[Textauszug]

-----

Titelbild zum Artikel «Wir müssen die Konsequenzdebatte führen»

SR Daniel Jositsch, SR Andrea Gmür-Schönenberger, Moderatorin Maria-Rahel Cano, Georg Häsler und Philipp Mazenauer. (Foto: Andreas Waser v/o Loop)

18.10.2024

«Wir müssen die Konsequenzdebatte führen»

Am 16. Oktober 2024 lud die ­Politische Kommission des Schw. StV ins Bundeshaus. Im Rahmen ­eines Podiums stand die Rolle der Schweiz im UNO-Sicherheitsrat zur ­Diskussion.

-----

(Einträge aus einem Annotationsdatensatz)
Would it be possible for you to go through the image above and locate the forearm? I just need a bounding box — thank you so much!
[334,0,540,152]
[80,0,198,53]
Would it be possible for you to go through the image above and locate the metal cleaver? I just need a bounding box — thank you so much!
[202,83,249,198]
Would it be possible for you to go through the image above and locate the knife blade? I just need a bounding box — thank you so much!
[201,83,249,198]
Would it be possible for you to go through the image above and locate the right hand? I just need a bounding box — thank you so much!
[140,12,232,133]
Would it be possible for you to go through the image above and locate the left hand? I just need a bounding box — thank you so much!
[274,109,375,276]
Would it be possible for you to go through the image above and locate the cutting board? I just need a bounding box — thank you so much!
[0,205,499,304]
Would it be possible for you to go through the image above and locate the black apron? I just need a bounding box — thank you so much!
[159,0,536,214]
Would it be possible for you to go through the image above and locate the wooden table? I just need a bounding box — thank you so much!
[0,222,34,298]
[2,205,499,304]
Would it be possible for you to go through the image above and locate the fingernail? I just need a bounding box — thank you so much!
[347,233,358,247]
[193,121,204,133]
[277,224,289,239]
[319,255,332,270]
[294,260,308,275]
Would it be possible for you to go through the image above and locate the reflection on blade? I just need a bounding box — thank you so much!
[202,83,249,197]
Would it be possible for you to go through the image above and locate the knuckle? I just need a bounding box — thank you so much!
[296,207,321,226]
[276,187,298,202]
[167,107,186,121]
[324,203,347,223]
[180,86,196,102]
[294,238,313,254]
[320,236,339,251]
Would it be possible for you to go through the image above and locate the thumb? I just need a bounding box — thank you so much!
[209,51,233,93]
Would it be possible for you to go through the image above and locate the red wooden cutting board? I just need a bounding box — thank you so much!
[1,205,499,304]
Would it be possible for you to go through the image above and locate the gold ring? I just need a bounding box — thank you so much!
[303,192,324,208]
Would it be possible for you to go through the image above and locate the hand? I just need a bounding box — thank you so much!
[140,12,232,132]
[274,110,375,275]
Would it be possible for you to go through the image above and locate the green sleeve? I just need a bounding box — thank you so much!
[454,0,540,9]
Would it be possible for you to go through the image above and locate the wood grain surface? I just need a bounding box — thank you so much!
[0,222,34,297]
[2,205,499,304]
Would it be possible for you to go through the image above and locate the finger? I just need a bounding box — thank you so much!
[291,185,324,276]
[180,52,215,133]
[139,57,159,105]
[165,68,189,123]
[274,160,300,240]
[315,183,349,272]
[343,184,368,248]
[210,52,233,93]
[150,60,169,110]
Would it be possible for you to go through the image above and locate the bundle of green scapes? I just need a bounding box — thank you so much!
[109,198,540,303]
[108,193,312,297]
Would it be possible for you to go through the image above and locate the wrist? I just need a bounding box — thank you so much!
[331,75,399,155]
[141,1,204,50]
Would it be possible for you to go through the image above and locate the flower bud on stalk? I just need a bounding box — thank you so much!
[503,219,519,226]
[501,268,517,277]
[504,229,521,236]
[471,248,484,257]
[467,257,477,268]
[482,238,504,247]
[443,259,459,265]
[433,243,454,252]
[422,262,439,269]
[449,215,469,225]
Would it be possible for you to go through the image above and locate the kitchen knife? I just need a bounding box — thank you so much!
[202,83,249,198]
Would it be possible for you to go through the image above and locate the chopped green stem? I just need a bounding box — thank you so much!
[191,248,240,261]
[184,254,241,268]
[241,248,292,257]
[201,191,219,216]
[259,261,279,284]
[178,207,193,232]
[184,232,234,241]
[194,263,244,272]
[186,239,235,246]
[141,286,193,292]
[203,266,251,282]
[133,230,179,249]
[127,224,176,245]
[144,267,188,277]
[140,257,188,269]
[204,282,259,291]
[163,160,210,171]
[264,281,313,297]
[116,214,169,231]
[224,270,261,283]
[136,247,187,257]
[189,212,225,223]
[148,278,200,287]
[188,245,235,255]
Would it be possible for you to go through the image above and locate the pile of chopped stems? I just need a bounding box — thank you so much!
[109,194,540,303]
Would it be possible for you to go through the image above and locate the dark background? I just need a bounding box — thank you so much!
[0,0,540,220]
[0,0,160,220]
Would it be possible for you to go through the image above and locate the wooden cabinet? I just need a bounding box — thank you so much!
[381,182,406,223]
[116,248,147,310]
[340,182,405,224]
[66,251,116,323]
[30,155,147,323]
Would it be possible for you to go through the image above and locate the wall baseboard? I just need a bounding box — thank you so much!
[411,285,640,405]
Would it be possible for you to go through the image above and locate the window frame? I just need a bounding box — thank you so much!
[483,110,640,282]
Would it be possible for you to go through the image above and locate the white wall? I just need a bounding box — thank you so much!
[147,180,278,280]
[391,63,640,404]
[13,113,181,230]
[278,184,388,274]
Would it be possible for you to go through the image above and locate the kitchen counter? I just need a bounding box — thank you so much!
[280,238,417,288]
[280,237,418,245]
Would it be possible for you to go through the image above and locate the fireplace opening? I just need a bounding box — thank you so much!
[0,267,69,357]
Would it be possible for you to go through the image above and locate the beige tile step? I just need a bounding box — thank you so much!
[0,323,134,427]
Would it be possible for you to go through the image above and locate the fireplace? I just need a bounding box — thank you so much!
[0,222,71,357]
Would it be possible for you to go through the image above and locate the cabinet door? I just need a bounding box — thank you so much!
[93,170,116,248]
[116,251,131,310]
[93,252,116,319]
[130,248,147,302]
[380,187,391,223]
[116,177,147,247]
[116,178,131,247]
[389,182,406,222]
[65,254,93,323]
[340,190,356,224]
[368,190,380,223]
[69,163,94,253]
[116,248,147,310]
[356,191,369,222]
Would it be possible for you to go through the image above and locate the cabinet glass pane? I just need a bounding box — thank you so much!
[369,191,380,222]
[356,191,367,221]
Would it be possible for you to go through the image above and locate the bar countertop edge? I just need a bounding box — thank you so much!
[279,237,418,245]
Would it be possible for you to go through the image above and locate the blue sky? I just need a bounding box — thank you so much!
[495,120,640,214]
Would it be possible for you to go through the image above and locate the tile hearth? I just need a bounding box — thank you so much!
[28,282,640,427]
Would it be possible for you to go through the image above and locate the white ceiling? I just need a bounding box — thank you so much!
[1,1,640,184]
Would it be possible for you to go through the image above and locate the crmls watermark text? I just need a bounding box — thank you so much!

-----

[Aufgaben]
- 1) Schreiben Sie aus dem Artikel über das Podium im Bundeshaus den Abschnitt ab, der mit „Am 16. Oktober“ beginnt und mit „UNO-Sicherheitsrat zur ­Diskussion.“ endet.
- 2) Geben Sie nur die Zeilen der Auflistung wieder, beginnend mit der Zeile, die „locate the thumb?“ enthält, und endend mit der Zeile, die „[454,0,540,9]“ enthält, samt den Anfragen. Multiplizieren Sie dabei jede Koordinate in den Antworten mit 0,6 und runden Sie auf ganze Zahlen, wobei ,5 aufgerundet wird.
Der Textauszug und die Auflistung hängen inhaltlich nicht zusammen.

[Lösungen]
- 1)
Am 16. Oktober 2024 lud die ­Politische Kommission des Schw. StV ins Bundeshaus. Im Rahmen ­eines Podiums stand die Rolle der Schweiz im UNO-Sicherheitsrat zur ­Diskussion.

- 2)
Would it be possible for you to go through the image above and locate the thumb? I just need a bounding box — thank you so much!
[125,31,140,56]
Would it be possible for you to go through the image above and locate the red wooden cutting board? I just need a bounding box — thank you so much!
[1,123,299,182]
Would it be possible for you to go through the image above and locate the gold ring? I just need a bounding box — thank you so much!
[182,115,194,125]
Would it be possible for you to go through the image above and locate the hand? I just need a bounding box — thank you so much!
[84,7,139,79]
[164,66,225,165]
Would it be possible for you to go through the image above and locate the green sleeve? I just need a bounding box — thank you so much!
[272,0,324,5]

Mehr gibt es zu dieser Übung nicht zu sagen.